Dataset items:
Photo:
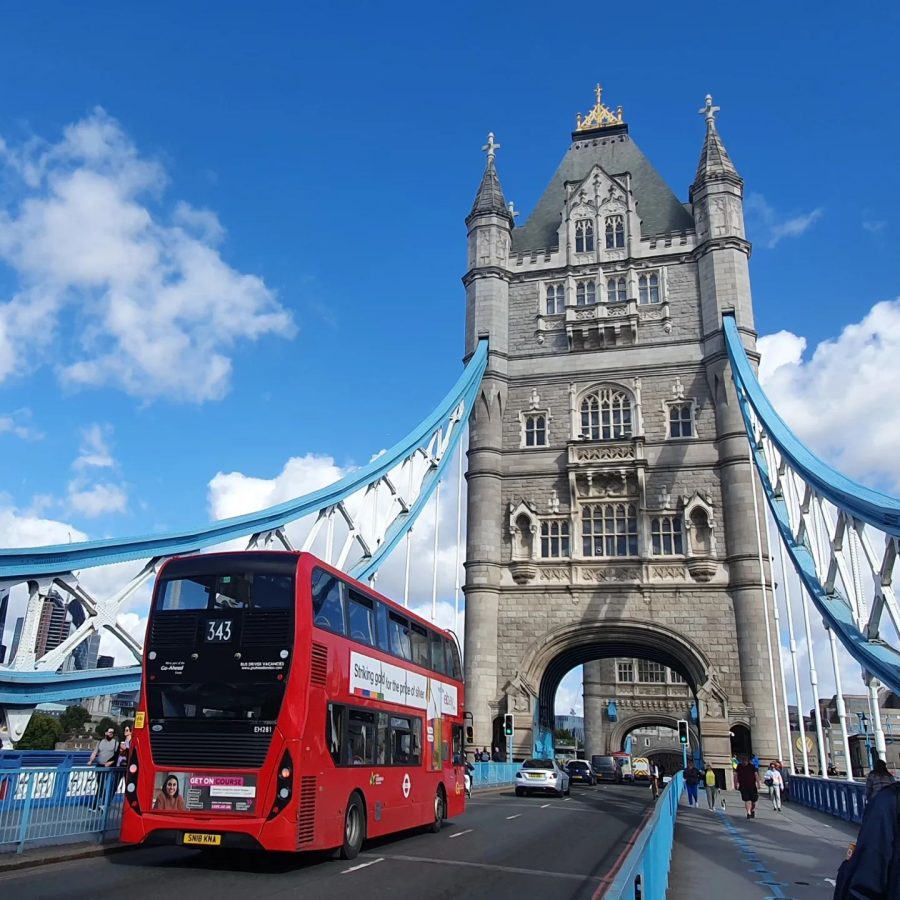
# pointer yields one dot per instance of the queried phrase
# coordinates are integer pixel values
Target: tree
(105, 723)
(42, 733)
(73, 719)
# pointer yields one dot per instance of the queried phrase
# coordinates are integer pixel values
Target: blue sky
(314, 166)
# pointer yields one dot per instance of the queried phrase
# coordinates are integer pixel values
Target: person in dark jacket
(873, 871)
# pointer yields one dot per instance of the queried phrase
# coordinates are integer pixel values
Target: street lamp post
(863, 720)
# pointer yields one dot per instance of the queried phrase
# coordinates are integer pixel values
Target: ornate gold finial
(600, 116)
(709, 111)
(490, 147)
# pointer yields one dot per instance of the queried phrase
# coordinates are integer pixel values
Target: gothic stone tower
(610, 495)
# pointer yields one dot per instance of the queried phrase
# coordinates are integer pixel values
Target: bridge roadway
(502, 847)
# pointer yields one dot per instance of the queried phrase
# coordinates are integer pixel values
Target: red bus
(285, 706)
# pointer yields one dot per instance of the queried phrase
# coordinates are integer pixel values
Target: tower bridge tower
(610, 509)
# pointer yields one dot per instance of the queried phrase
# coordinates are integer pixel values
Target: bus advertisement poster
(202, 792)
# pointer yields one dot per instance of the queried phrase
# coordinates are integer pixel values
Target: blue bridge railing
(490, 774)
(844, 799)
(644, 873)
(43, 805)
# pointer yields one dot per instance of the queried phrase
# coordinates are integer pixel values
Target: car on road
(541, 776)
(580, 770)
(605, 768)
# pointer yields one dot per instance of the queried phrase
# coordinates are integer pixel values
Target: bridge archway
(549, 658)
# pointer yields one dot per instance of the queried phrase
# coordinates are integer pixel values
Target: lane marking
(514, 870)
(362, 865)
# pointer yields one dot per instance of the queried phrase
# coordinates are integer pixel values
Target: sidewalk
(793, 854)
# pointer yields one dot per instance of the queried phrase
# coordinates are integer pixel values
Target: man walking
(709, 780)
(746, 780)
(691, 781)
(775, 784)
(103, 757)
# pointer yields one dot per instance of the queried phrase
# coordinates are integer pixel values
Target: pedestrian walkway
(793, 854)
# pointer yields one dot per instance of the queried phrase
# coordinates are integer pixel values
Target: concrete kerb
(44, 856)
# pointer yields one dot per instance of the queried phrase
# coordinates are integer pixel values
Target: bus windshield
(249, 590)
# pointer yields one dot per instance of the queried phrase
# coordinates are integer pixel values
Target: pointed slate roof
(714, 160)
(615, 152)
(489, 198)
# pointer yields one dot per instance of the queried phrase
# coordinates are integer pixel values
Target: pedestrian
(691, 781)
(872, 867)
(103, 757)
(746, 780)
(879, 778)
(709, 781)
(775, 783)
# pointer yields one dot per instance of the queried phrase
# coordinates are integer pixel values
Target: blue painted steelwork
(56, 805)
(33, 561)
(844, 799)
(869, 506)
(494, 774)
(644, 873)
(880, 510)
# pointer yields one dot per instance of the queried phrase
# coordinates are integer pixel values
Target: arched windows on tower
(615, 290)
(584, 236)
(615, 232)
(648, 288)
(585, 293)
(606, 415)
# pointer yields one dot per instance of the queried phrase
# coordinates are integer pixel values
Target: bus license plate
(203, 840)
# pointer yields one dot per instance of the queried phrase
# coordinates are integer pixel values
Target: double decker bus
(285, 706)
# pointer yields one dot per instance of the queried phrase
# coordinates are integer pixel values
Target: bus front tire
(440, 811)
(354, 828)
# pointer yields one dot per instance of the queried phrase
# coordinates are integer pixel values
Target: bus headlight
(285, 786)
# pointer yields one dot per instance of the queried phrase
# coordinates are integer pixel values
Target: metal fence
(491, 774)
(644, 873)
(844, 799)
(42, 806)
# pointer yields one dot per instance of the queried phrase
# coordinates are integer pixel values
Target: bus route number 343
(218, 631)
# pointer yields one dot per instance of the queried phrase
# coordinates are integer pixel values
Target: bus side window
(361, 616)
(361, 735)
(399, 634)
(458, 755)
(381, 627)
(334, 732)
(438, 663)
(328, 610)
(419, 638)
(405, 741)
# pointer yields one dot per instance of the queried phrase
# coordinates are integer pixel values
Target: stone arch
(551, 656)
(625, 726)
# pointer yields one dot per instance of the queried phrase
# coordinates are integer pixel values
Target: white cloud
(86, 496)
(17, 424)
(772, 227)
(98, 499)
(94, 451)
(840, 400)
(148, 305)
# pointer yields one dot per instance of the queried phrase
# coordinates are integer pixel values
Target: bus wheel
(354, 828)
(440, 811)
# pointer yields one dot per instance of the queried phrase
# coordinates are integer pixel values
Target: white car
(541, 775)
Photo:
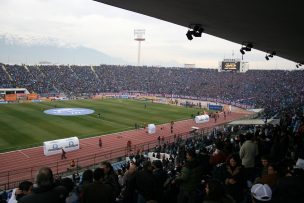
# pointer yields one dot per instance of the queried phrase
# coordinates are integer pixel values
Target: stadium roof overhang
(270, 25)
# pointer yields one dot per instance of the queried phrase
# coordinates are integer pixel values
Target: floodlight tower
(139, 35)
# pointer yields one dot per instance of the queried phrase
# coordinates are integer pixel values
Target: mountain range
(14, 51)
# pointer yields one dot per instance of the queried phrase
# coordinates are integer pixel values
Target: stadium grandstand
(219, 161)
(201, 151)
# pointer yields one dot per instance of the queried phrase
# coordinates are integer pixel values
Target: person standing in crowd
(45, 191)
(111, 178)
(98, 191)
(129, 194)
(189, 178)
(231, 175)
(146, 184)
(25, 188)
(129, 145)
(261, 193)
(100, 142)
(215, 193)
(248, 153)
(63, 154)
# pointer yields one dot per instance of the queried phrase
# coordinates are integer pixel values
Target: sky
(74, 23)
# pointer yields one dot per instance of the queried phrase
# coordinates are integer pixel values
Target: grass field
(25, 125)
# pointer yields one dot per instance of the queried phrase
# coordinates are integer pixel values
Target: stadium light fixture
(242, 51)
(189, 35)
(195, 30)
(267, 57)
(299, 64)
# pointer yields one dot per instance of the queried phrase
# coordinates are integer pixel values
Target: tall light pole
(139, 35)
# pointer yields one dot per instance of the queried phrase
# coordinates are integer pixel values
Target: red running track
(23, 164)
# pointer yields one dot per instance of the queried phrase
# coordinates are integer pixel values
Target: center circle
(69, 111)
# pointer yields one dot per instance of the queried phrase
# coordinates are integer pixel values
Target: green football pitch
(26, 125)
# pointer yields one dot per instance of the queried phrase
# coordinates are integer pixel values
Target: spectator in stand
(146, 184)
(98, 191)
(128, 192)
(215, 193)
(111, 178)
(218, 155)
(248, 153)
(25, 188)
(189, 178)
(261, 193)
(161, 177)
(45, 190)
(232, 175)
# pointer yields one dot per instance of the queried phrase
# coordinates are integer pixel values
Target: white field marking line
(117, 133)
(27, 156)
(20, 150)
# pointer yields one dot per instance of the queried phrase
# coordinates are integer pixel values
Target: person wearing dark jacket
(215, 193)
(190, 178)
(98, 191)
(161, 177)
(45, 191)
(146, 184)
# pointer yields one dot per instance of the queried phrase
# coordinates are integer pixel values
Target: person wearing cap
(261, 193)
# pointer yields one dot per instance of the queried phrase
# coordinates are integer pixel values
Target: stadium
(152, 134)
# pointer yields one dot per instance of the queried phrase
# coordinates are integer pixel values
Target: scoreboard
(231, 66)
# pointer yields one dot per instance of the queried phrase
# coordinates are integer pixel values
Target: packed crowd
(239, 164)
(273, 90)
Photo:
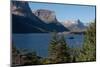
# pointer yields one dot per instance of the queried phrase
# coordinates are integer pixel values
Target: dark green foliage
(58, 50)
(88, 53)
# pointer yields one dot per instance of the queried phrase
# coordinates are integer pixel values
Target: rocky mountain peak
(47, 16)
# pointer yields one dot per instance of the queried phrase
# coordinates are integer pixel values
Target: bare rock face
(46, 15)
(74, 25)
(20, 8)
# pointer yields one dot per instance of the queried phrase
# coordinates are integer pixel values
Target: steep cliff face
(20, 8)
(46, 15)
(74, 25)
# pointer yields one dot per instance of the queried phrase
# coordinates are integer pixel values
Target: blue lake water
(40, 42)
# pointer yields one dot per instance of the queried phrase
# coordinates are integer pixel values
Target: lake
(39, 42)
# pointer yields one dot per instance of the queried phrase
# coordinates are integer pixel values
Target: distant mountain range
(25, 20)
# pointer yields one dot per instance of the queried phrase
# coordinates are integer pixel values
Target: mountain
(24, 21)
(46, 15)
(72, 25)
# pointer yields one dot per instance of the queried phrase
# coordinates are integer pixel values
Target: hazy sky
(67, 12)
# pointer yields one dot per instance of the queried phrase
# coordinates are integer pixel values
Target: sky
(67, 11)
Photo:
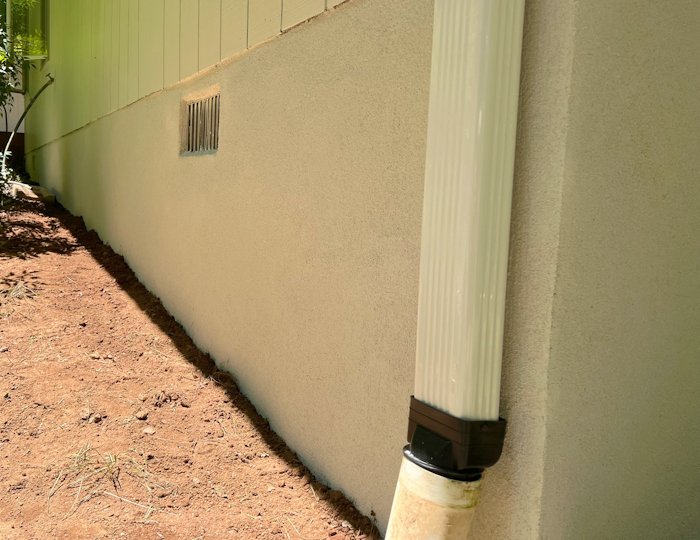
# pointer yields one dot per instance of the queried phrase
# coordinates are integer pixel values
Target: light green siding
(118, 51)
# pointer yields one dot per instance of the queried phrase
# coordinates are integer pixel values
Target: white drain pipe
(454, 428)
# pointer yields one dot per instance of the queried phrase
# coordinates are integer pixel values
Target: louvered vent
(201, 125)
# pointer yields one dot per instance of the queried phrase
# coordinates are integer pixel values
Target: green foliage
(27, 31)
(10, 69)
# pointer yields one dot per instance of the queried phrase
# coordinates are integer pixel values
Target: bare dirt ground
(113, 424)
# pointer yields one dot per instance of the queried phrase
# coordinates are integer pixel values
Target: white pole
(466, 218)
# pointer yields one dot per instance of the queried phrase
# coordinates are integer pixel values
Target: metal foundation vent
(201, 125)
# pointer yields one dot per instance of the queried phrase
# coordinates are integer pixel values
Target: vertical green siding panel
(171, 41)
(189, 37)
(123, 53)
(114, 56)
(102, 68)
(234, 27)
(133, 62)
(93, 35)
(209, 32)
(264, 20)
(150, 46)
(83, 45)
(296, 11)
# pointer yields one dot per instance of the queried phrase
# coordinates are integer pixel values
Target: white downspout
(454, 428)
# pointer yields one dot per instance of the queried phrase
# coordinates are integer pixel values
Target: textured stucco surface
(291, 255)
(623, 436)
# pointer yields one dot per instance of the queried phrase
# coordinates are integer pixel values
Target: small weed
(88, 474)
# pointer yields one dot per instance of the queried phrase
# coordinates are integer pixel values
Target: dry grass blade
(19, 291)
(88, 471)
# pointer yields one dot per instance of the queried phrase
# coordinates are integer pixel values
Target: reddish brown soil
(113, 424)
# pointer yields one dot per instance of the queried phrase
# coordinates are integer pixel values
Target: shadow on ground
(28, 241)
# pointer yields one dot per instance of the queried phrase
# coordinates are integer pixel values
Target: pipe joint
(452, 447)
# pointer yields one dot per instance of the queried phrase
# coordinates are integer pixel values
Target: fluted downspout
(454, 428)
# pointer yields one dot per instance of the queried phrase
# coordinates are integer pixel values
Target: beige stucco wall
(601, 367)
(291, 254)
(107, 54)
(623, 436)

[What needs to be done] Write out again exactly the lines that run from the one holding "Target: fluted downspout" through the last line of the data; omit all other lines.

[Written response]
Target: fluted downspout
(454, 428)
# pointer yields one dot per instance of the queried phrase
# coordinates are integer pixel values
Target: beige stucco wall
(601, 367)
(291, 254)
(107, 54)
(623, 436)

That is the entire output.